• [Work item] Among the lines below, keep only those from the one containing "Target: tree line" through the one containing "Where can the teal", and reproduce them exactly.

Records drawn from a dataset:
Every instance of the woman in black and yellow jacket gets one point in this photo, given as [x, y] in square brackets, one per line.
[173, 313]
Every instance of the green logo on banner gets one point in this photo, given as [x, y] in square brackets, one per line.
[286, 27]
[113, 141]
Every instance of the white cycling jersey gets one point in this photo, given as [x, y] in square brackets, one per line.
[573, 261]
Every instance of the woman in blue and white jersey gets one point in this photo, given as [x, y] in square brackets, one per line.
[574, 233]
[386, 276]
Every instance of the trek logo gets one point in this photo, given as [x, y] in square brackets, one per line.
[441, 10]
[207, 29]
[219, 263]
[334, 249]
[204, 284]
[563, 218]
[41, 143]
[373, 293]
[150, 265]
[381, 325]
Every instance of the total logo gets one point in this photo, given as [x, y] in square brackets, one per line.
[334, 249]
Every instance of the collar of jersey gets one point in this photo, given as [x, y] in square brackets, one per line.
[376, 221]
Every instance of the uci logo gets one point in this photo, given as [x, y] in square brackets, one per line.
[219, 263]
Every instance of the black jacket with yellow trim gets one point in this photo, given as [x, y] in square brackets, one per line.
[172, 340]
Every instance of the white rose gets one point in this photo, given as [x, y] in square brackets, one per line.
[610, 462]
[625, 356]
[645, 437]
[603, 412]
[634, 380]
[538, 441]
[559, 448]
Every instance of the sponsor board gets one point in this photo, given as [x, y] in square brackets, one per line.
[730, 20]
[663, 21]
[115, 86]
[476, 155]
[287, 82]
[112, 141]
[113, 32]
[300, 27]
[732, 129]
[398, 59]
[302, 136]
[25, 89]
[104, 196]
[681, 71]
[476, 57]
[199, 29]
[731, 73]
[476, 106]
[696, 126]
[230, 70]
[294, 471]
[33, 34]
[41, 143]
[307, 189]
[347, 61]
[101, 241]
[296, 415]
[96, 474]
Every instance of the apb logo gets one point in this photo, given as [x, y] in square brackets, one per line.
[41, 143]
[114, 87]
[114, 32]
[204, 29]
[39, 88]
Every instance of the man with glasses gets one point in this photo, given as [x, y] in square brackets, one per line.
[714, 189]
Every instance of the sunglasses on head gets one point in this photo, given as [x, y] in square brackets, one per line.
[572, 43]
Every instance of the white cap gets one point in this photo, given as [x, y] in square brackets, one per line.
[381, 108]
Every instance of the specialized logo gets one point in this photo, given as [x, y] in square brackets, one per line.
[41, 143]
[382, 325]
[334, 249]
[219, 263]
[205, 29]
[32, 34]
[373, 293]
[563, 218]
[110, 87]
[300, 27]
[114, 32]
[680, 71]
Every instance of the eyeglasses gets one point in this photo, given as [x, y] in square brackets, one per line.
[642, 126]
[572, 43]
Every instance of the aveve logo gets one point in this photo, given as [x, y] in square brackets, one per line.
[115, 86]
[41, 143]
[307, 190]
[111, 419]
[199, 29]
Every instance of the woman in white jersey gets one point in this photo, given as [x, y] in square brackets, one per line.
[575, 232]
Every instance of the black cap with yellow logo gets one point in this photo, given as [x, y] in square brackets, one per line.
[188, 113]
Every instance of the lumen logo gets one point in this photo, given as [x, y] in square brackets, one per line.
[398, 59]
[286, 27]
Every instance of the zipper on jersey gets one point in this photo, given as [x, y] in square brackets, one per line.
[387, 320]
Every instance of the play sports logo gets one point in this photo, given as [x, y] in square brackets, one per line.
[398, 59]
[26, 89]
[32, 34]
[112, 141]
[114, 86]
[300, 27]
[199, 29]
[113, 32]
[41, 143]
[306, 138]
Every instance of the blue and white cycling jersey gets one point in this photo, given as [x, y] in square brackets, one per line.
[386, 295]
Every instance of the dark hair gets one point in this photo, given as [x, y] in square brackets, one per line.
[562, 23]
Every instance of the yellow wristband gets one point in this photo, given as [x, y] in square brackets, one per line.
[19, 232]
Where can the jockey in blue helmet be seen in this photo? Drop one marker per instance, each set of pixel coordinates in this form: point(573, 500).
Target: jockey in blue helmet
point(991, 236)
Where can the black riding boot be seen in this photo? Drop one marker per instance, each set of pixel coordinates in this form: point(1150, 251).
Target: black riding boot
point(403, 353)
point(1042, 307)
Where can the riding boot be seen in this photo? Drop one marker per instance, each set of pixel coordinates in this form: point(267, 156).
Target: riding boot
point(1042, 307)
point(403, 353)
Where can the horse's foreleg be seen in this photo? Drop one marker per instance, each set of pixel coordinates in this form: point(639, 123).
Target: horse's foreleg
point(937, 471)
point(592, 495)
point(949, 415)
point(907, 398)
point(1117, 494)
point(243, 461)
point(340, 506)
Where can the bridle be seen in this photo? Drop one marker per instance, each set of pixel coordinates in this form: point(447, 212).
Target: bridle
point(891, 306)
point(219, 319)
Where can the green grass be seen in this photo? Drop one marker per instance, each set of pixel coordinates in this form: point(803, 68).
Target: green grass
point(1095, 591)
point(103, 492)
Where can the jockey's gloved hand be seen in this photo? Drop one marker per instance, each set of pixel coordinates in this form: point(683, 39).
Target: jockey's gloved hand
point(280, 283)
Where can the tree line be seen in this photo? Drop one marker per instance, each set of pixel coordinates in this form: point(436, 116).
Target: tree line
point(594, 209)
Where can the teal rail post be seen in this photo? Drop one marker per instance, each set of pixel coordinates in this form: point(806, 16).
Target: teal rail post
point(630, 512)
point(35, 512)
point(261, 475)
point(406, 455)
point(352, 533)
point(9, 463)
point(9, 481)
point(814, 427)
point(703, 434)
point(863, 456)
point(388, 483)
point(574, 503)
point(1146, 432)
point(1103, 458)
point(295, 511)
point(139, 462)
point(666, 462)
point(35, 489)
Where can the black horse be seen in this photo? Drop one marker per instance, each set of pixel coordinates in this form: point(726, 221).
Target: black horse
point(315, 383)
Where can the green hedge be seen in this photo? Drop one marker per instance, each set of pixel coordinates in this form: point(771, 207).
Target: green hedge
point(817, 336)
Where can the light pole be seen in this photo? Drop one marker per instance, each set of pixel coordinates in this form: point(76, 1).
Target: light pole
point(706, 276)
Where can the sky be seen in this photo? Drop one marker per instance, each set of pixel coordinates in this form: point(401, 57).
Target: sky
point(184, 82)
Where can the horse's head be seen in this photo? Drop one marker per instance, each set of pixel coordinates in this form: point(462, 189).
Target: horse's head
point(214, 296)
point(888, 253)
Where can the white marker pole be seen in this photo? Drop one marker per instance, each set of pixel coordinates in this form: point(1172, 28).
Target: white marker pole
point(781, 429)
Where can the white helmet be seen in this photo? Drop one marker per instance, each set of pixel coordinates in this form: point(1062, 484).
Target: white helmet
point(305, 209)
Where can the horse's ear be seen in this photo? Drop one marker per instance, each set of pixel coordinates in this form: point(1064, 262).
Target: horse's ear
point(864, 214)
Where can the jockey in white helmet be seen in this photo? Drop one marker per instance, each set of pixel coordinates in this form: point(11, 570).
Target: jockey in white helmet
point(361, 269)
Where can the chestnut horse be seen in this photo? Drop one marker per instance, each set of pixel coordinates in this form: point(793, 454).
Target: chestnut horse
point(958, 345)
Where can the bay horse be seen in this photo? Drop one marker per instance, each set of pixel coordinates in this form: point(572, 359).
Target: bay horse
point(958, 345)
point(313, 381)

• [Reply]
Target: tree line
point(594, 209)
Where can the teal rail post be seen in this photo? Drop one marker per instance, each set of pixel coordinates in this form: point(806, 16).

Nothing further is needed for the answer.